SUPPLIED ENTRIES -

---------------

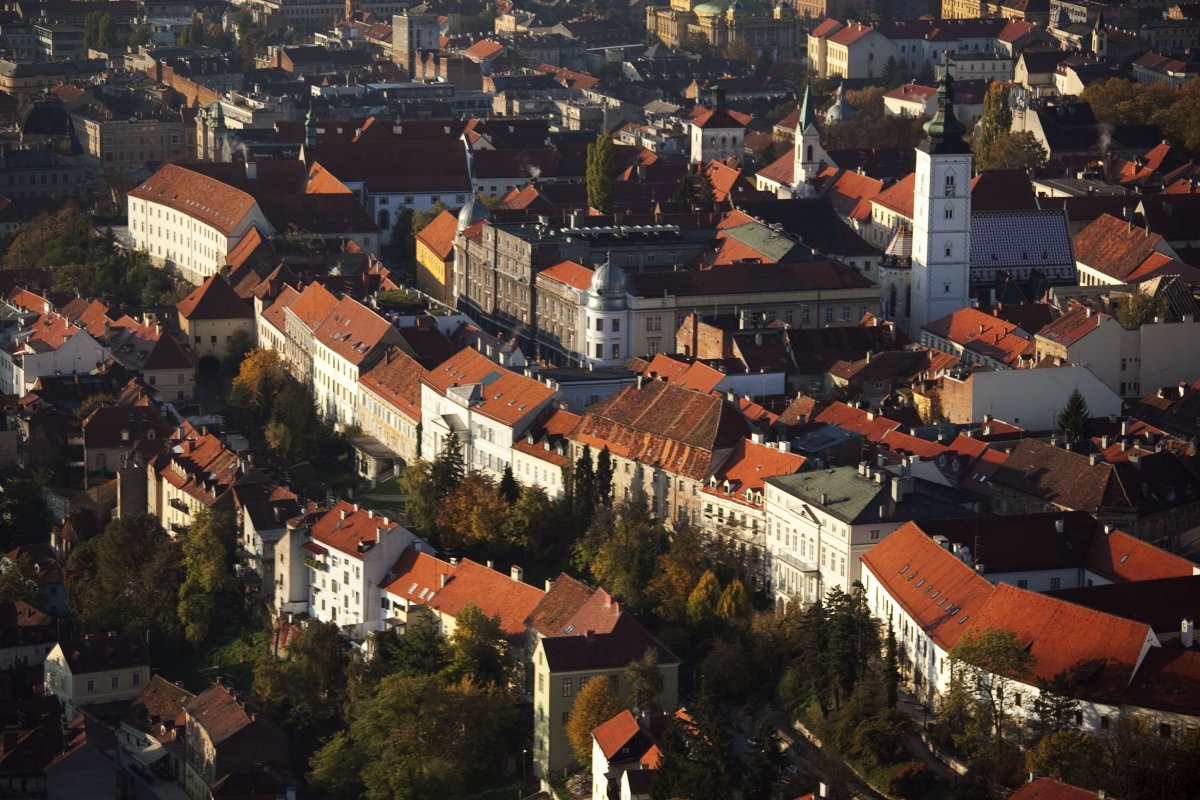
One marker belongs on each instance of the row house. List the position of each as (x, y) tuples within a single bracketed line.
[(484, 405), (665, 440), (389, 403), (821, 522), (348, 552), (931, 599), (348, 342)]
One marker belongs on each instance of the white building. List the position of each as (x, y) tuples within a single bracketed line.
[(941, 235)]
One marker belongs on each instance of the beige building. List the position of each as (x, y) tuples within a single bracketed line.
[(211, 316), (97, 669)]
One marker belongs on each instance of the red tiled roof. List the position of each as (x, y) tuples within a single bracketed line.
[(571, 274), (1121, 557), (214, 300), (492, 593), (937, 590), (504, 396), (396, 380), (1098, 651), (347, 528), (439, 234), (352, 330), (203, 198)]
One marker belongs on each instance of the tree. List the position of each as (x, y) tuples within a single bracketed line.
[(585, 485), (645, 681), (448, 470), (595, 704), (601, 173), (474, 511), (209, 588), (993, 663), (604, 477), (735, 602), (996, 120), (18, 581), (509, 487), (1139, 308), (479, 649), (1074, 415), (127, 579), (24, 517)]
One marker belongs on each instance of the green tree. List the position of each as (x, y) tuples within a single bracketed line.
[(594, 704), (585, 485), (735, 602), (420, 500), (601, 173), (448, 470), (18, 581), (1074, 415), (604, 477), (645, 681), (209, 588), (509, 487), (24, 516), (996, 120), (479, 649), (993, 663)]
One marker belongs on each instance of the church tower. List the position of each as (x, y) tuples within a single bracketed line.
[(941, 236), (808, 156)]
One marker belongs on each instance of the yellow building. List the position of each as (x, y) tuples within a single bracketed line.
[(772, 31), (435, 257)]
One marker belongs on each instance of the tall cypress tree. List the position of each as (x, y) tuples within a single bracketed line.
[(604, 473)]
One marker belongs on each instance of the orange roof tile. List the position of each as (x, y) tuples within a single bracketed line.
[(347, 528), (492, 593), (396, 380), (571, 274), (937, 590), (439, 234), (503, 395), (203, 198)]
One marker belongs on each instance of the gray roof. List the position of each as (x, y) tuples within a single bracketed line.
[(857, 499), (1018, 241)]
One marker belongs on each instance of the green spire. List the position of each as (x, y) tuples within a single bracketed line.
[(217, 120), (945, 131), (808, 116)]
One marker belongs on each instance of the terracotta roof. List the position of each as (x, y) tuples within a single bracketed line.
[(214, 300), (1121, 557), (492, 593), (1111, 247), (937, 590), (352, 330), (417, 576), (569, 272), (585, 651), (207, 199), (503, 395), (396, 380), (663, 426), (439, 234), (899, 197), (351, 529), (95, 654), (749, 465), (1098, 651)]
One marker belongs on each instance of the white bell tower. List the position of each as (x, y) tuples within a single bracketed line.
[(941, 235)]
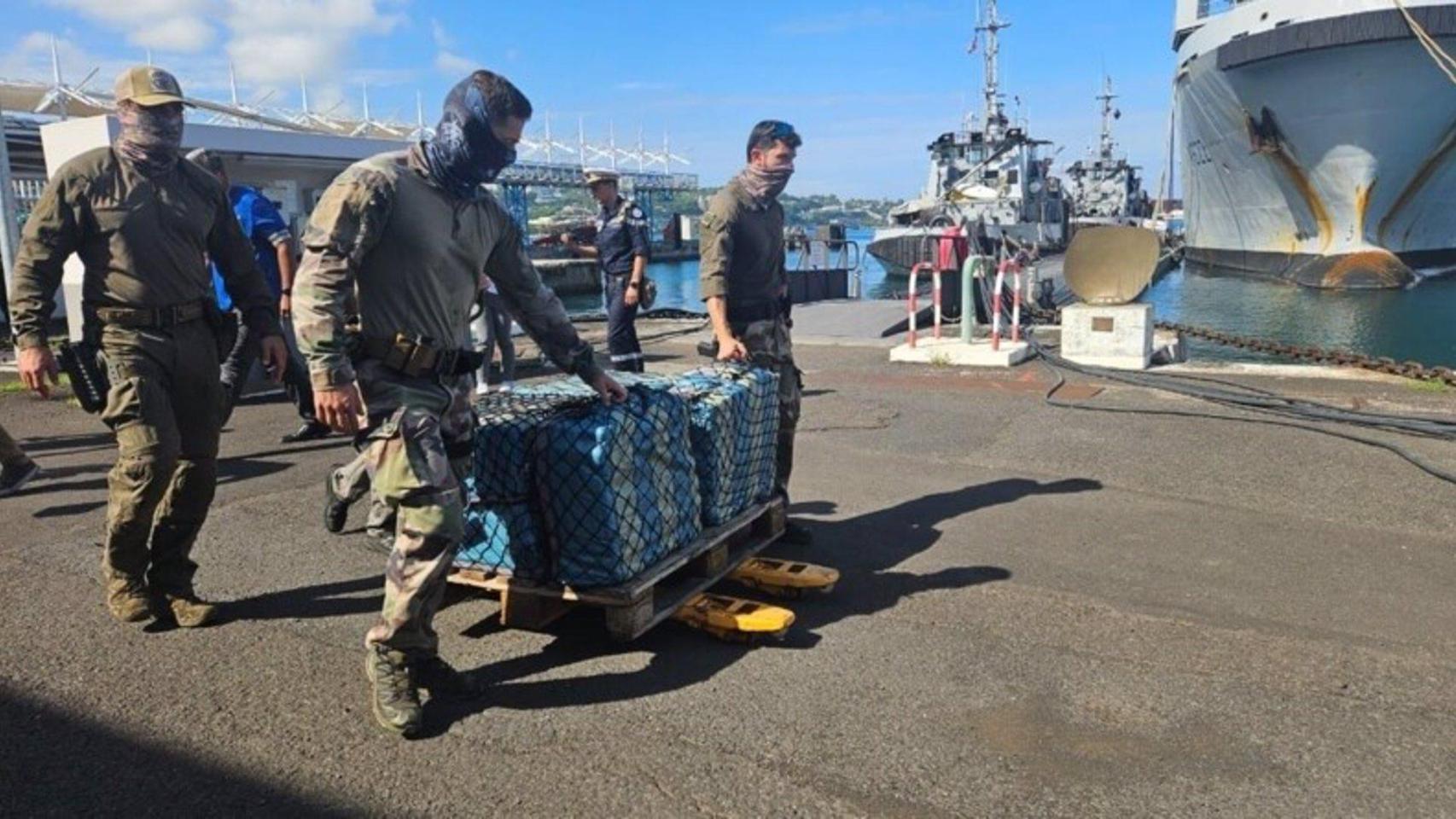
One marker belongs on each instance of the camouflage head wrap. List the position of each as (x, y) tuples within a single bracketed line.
[(465, 152), (765, 183), (150, 136)]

---------------

WRITTEN EXERCISE -
Please rewrite all of the data above as a numbered list, leaving out blank lines and the pictures.

CORRECT OUTPUT -
1. One marker belongs on each instance of the row house. List the position of each as (x, y) tuples within a single bracketed line.
2. [(484, 405), (665, 440), (389, 403), (821, 522), (348, 552), (931, 599), (348, 342)]
3. One marker belongs on each instance of the white building. List the position of each as (x, y) tuples within a single bracketed line.
4. [(941, 235)]
5. One marker belongs on each instance of the beige building. List the position of each as (x, y) tuples within a single bracketed line.
6. [(211, 316), (97, 669)]
7. One marker belongs on each instance of the red tiled roof. List the position of each as (x, y) tuples within a single bracketed line.
8. [(571, 274), (1121, 557), (214, 300), (492, 593), (937, 590), (504, 396), (396, 380), (1098, 651), (347, 528), (439, 234), (352, 330), (203, 198)]
9. One marker belongs on each instance of the tree. List the position of each as (x, y) tuples within a single bracketed line.
10. [(585, 485), (645, 681), (448, 470), (595, 704), (601, 173), (474, 511), (209, 588), (993, 663), (604, 477), (735, 602), (996, 120), (18, 581), (509, 487), (1139, 308), (479, 649), (1074, 415), (127, 579), (24, 517)]
11. One marker belongs on each instance of the green tree. List the position of each as (x, y) tuples within a single bracketed line.
12. [(594, 704), (585, 485), (735, 602), (420, 500), (601, 173), (448, 470), (18, 581), (1074, 415), (604, 477), (645, 681), (209, 588), (509, 487), (24, 516), (996, 120), (479, 649), (993, 663)]
13. One marker belongs on each instance of the church tower. List the position of each as (x, y) tuples within a single bracketed line.
14. [(941, 236), (808, 156)]
15. One marker belongs on each instance of the yellow building. List the position of each as (x, y) tuples within a single bracketed line.
16. [(772, 31), (435, 257)]
17. One marker belongs on each instance of the tall cypress tree. List the position of each as (x, y) tuples within a single bracketed line.
18. [(604, 473)]
19. One marker belongs on each instance of the orange roof tile. List the position of each as (x, y) tuples within a single bracketed line.
20. [(347, 528), (492, 593), (396, 380), (571, 274), (937, 590), (439, 234), (503, 395), (203, 198)]
21. One marker belongs on each instance of the gray roof. List the position of each as (x, y) tuples within a single bracketed line.
22. [(857, 499), (1018, 241)]
23. One marker belongs on each instance of the green spire. List the position of each as (x, y) tuples within a single bracketed line.
24. [(217, 120), (945, 131), (808, 116)]
25. One marker belongs on each instance of the terracotta roof. List the position of each as (x, y) tuples within a single bracketed line.
26. [(214, 300), (1121, 557), (492, 593), (1111, 247), (937, 590), (352, 330), (417, 576), (569, 272), (585, 651), (207, 199), (503, 395), (396, 380), (663, 426), (439, 234), (899, 197), (351, 529), (95, 654), (749, 465), (1098, 651)]
27. One marker belongs on each instance of the white bell tower. List the position of each as (x, y) tuples within a single bracketed line.
28. [(941, 235)]
29. One marker belongs on each instance of the camouflage head wrap. List the position of each as (x, y) tuples within a single bracketed line.
30. [(465, 152), (765, 183), (150, 136)]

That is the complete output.